BEGIN Text section
Have your RSD spread?
Have you or someone that you know obtain a full remission from the venipuncture RSD?
Have your RSD gotten worse ovetime or remain about the same?
What treatments have your tried and any success from the treatment?
I am very concerned about my prognosis and what future will hold for me. It has spread from hands to feet to arms to shoulders to bones. Your feedbacks will be greatly appreciated.
Hope to hear from you soon!
Numb
Hi Numb,

Nice to meet you, sorry we have this in common...

Has your RSD spread?

Unfortunately, yes. It started in my left arm while donating blood October 2006. It seemed to slowly get better over time then re-erupted several months later. It spread within a year to affect the entire left arm, shoulder, neck, mouth, both hands, left leg and foot. I've been to every specialist there is, everything has been ruled out. 2 Specialists agree I have Complex Regional Pain Syndrome. They are a Rheaumatologist and an Orthopedic Surgeon

Have you or someone that you know obtain a full remission from the venipuncture RSD?
Unfortunately, I personally know no one who has.

Have your RSD gotten worse overtime or remain about the same?

I fear the worst...but I have had good days in between, sometimes several, so I look forward to those days and I savor them. It helps to have things to take your mind off it. I have developed my own pain coping skills throughout this ordeal, I've had to...but it gets more and more difficult as time goes on, I must admit. There is a certain pain level I have come accustomed to, sad to say...but I can tell it's there, but focus and block it out sometimes. There's a certain level it passes that is beyond ignoring that brings me to the point of desperation where my pillow gets tear stained at night..

What treatments have your tried and any success from the treatment?
I had tried Physical as well as Orthopedic therapy for several months. It did not seem beneficial much at the time, nor would it be now for me to go when I still keep my muscles just as active at home in the shower, it's the most comfortable way to move them, with the moist heat...less strain but still keeping them going. I'm at the computer a lot, so I'm moving my muscles that way as well. (Have to have a space heater on me, even in the summer)
END Text section
BEGIN Supplied material
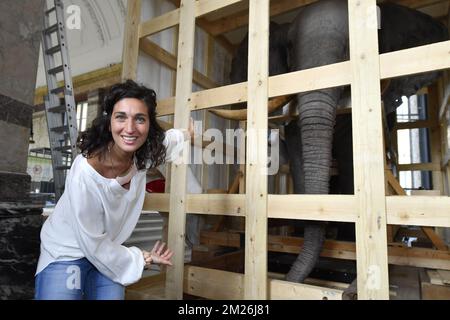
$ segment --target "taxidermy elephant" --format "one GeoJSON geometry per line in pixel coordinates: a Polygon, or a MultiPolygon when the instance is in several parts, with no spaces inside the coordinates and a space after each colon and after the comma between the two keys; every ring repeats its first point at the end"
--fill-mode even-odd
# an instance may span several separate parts
{"type": "MultiPolygon", "coordinates": [[[[379,49],[381,53],[448,39],[447,29],[430,16],[407,7],[383,3],[379,49]]],[[[290,24],[270,25],[269,74],[303,70],[349,59],[347,0],[323,0],[303,7],[290,24]]],[[[248,40],[232,61],[231,82],[247,80],[248,40]]],[[[410,96],[438,77],[437,72],[392,79],[383,90],[386,115],[395,114],[403,95],[410,96]]],[[[336,123],[336,108],[344,88],[296,96],[298,120],[285,126],[285,137],[297,194],[328,194],[333,139],[340,173],[338,193],[353,193],[351,118],[336,123]],[[337,147],[336,147],[337,146],[337,147]]],[[[341,118],[341,117],[339,117],[341,118]]],[[[391,124],[392,125],[392,124],[391,124]]],[[[287,275],[303,282],[318,260],[325,238],[323,223],[306,222],[304,246],[287,275]]]]}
END Supplied material
## Problem statement
For each statement, say whether the text on RSD agrees, answering yes or no and quoting the deciding words: (a) The reply says the RSD began in the left arm during a blood donation. (b) The reply says physical and orthopedic therapy helped a great deal. (c) The reply says its writer personally knows someone who got a full remission.

## Completed exercise
(a) Yes: "It started in my left arm while donating blood October 2006."
(b) No: "It did not seem beneficial much at the time"
(c) No: "Unfortunately, I personally know no one who has."